TEXTE SOURCE:
——
25/09/12

INDÉPENDANT ... EN ÊTES-VOUS CERTAIN?

Une activité professionnelle peut être exercée à titre d'indépendant, dans le cadre d'un contrat d'entreprise régi par le droit civil ou en tant que travailleur salarié, dans le cadre d'un contrat de travail régi par le droit social.

La différence fondamentale entre l'exercice d'une activité professionnelle à titre d'indépendant ou de travailleur salarié (ouvrier ou employé) réside dans l'existence ou non d'un lien d'autorité (également appelé lien de subordination) entre les parties au contrat.

Les deux formules présentent des avantages et des inconvénients. Toutefois, la collaboration indépendante est généralement considérée comme plus avantageuse pour l'entreprise car elle lui permet d'échapper :

  • aux charges patronales, puisque l'entreprise ne devra payer que la rémunération pure et simple. C'est l'indépendant lui-même qui devra s'acquitter des charges fiscales et sociales et ce dernier ne ressortira pas du système de sécurité sociale des travailleurs salariés.
  • aux règles contraignantes du droit du travail (ex : salaires minimums, temps de travail, congé de maternité, règles en cas de rupture du contrat, etc).

Une usurpation du statut d'indépendant constitue dès lors une fraude sociale qui porte atteinte à notre système de sécurité sociale et qui préjudicie le « faux-indépendant » en le privant du système de sécurité sociale et des règles protectrices du droit du travail.

Pour ces raisons, le législateur a souhaité depuis longtemps fixer des règles en vue d'éviter que les parties qualifient leur relation d'indépendante alors que l'exécution concrète de l'activité fait apparaître un lien de subordination et donc un contrat de travail.

A cette fin, en 2006, le législateur a adopté la loi sur les relations de travail.

Plus récemment, le gouvernement Di Rupo a fait de la lutte contre la « fausse indépendance» l'un de ses chevaux de bataille et a dès lors adapté la loi en vue de la rendre plus efficace, en tout cas, dans certains secteurs dits « à risques ». La loi du 25 août 2012 modifiant la loi sur les relations de travail a été publiée hier (11 septembre 2012) au Moniteur belge.

Dès l'origine, la loi avait pour objectif de :

a. fixer un cadre en vue de qualifier une relation de travail (les critères de qualification); et,
b. mettre en place une commission de règlement de la relation de travail.

a. Les critères de qualification

Conformément à la jurisprudence de la Cour de cassation, la volonté des parties constitue le principe général. Ces dernières qualifient en effet librement leur relation de travail.

Toutefois, il y aura requalification de la relation de travail et application du régime de sécurité sociale correspondant dans deux hypothèses :

- Hypothèse 1 : L'exécution de la relation de travail laisse apparaître la réunion de suffisamment d'éléments incompatibles avec la qualification donnée par les parties à leur relation de travail.
——
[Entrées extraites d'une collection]
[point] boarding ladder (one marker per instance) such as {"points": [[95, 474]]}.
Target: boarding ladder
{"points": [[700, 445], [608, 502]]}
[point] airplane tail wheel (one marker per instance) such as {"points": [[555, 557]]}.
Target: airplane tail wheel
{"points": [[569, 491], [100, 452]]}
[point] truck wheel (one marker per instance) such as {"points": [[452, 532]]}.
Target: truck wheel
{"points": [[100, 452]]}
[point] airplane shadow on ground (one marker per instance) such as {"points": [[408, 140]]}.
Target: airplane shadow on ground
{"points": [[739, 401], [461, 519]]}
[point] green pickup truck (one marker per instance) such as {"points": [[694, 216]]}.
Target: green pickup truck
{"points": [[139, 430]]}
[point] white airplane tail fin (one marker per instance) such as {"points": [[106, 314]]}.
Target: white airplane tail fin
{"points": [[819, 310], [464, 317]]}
——
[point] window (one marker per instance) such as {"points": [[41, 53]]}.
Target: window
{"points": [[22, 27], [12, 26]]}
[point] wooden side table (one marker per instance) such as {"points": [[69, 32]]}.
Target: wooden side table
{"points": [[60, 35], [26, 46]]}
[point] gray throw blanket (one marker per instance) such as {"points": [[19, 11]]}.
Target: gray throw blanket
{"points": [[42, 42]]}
——
CONSIGNES:
a – Mettez à jour le passage de l'article sur le statut d'indépendant qui va de « Pour ces raisons, le » jusqu'à « relations de travail. », en remplaçant « le législateur » par « le Parlement ».
b – Rédigez la suite de l'article sur le statut d'indépendant, à partir de sa dernière phrase.
Ces entrées forment un matériau séparé.

RÉPONSES PAR CONSIGNE:
a –
Pour ces raisons, le Parlement a souhaité depuis longtemps fixer des règles en vue d'éviter que les parties qualifient leur relation d'indépendante alors que l'exécution concrète de l'activité fait apparaître un lien de subordination et donc un contrat de travail.

A cette fin, en 2006, le Parlement a adopté la loi sur les relations de travail.

b –
- Hypothèse 2 : La qualification donnée par les parties à leur relation de travail ne correspond pas à la nature de la relation de travail présumée par la loi et cette présomption n'a pas pu être renversée. La présomption ne concerne que certains secteurs et constitue la principale nouveauté apportée par le gouvernement Di Rupo dans ce domaine.

Hypothèse 1 : l'exécution est incompatible avec la qualification

Bien que la volonté des parties prime, l'exécution concrète de la relation de travail est essentielle. En effet, si l'exécution concrète démontre, malgré la qualification donnée, l'existence d'un lien d'autorité, la convention pourra être requalifiée en contrat de travail.

Afin d'apprécier l'existence ou non de cette autorité, la loi prévoit trois types de critères:

Les critères neutres. Ces derniers ne peuvent en aucun cas être utilisés pour qualifier la relation de travail. Il s'agit de :
o l'intitulé de la convention;
o l'inscription auprès d'un organisme de sécurité sociale;
o l'inscription à la Banque carrefour des entreprises;
o l'inscription auprès de l'administration de la TVA;
o la manière dont les revenus sont déclarés à l'administration fiscale.

Les critères généraux. Ces critères sont pertinents pour qualifier toute relation de travail. Il s'agit de :
o la volonté des parties : elle primera pour autant qu'elle ne soit pas incompatible avec l'exécution conférée par les parties à leur convention ;
o la liberté ou non d'organiser son travail ;
o la liberté ou non d'organiser son temps de travail ;
o l'existence ou non d'un contrôle hiérarchique.

Les critères spécifiques. Le Roi peut déterminer ces critères spécifiques, qui serviront à qualifier la relation de travail dans certains secteurs ou professions.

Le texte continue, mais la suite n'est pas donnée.